Record di punti etichettati
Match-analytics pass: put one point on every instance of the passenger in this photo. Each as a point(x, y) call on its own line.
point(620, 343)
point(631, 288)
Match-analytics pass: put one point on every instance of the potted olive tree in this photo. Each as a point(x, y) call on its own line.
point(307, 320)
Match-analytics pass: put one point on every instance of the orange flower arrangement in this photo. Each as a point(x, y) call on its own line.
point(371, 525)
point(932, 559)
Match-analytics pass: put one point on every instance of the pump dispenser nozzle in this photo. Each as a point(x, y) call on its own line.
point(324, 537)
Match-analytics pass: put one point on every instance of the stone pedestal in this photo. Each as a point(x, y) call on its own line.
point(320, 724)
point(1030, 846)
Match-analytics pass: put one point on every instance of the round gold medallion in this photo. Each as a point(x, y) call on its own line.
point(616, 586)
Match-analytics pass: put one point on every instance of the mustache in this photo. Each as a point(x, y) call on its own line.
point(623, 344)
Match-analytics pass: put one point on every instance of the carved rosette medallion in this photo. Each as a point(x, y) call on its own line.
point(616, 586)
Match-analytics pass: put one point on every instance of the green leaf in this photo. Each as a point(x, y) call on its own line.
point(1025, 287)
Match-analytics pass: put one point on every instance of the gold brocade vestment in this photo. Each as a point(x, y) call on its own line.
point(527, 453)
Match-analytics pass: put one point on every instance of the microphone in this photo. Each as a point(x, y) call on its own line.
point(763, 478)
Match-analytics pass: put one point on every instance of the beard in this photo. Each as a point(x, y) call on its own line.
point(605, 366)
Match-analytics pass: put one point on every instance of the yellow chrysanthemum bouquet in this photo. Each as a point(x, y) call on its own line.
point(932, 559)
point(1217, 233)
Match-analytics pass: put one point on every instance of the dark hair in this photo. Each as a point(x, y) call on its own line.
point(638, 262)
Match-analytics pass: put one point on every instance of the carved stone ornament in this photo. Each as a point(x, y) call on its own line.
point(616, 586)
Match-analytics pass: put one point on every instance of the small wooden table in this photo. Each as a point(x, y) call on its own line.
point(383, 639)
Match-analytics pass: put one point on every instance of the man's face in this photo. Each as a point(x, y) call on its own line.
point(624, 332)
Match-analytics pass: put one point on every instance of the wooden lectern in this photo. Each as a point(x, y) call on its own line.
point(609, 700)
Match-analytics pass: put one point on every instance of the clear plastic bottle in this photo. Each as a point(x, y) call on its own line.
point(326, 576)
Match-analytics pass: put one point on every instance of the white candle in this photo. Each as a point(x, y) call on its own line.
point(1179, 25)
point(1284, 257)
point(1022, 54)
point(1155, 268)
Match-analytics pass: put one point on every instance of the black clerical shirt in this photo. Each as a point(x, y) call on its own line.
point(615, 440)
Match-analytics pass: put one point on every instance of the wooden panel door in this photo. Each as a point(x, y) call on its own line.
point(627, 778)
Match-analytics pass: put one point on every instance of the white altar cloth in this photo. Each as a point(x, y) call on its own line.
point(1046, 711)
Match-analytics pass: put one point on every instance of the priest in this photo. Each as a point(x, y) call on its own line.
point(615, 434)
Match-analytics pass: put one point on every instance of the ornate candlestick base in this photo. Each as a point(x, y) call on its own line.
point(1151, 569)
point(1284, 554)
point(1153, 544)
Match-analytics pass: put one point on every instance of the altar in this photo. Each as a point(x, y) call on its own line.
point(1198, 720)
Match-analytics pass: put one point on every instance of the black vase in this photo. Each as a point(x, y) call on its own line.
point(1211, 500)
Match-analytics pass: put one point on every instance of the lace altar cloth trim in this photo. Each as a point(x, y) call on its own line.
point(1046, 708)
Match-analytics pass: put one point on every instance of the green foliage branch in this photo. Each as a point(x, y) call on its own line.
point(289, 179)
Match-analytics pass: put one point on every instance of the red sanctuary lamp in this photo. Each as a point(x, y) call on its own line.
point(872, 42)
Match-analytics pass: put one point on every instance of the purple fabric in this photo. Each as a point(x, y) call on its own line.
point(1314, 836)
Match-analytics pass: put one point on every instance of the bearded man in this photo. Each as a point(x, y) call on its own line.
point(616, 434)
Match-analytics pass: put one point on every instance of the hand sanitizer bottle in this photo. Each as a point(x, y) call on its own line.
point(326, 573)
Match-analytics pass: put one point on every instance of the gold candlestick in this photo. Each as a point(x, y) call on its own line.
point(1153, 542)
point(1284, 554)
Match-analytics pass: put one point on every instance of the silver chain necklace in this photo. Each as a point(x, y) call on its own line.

**Consegna:**
Riscala le righe che partono dall'inizio dei record e arrivano alla riga che contiene "point(631, 288)", questa compresa: riscrivile tutte, moltiplicando per 2,5 ogni coordinata dei punti e arrotondando all'intero, con le metà per eccesso, senza modificare il resto del testo.

**Soluzione:**
Match-analytics pass: put one point on every instance of the passenger in this photo. Each as a point(x, y) call on its own line.
point(1550, 858)
point(1578, 720)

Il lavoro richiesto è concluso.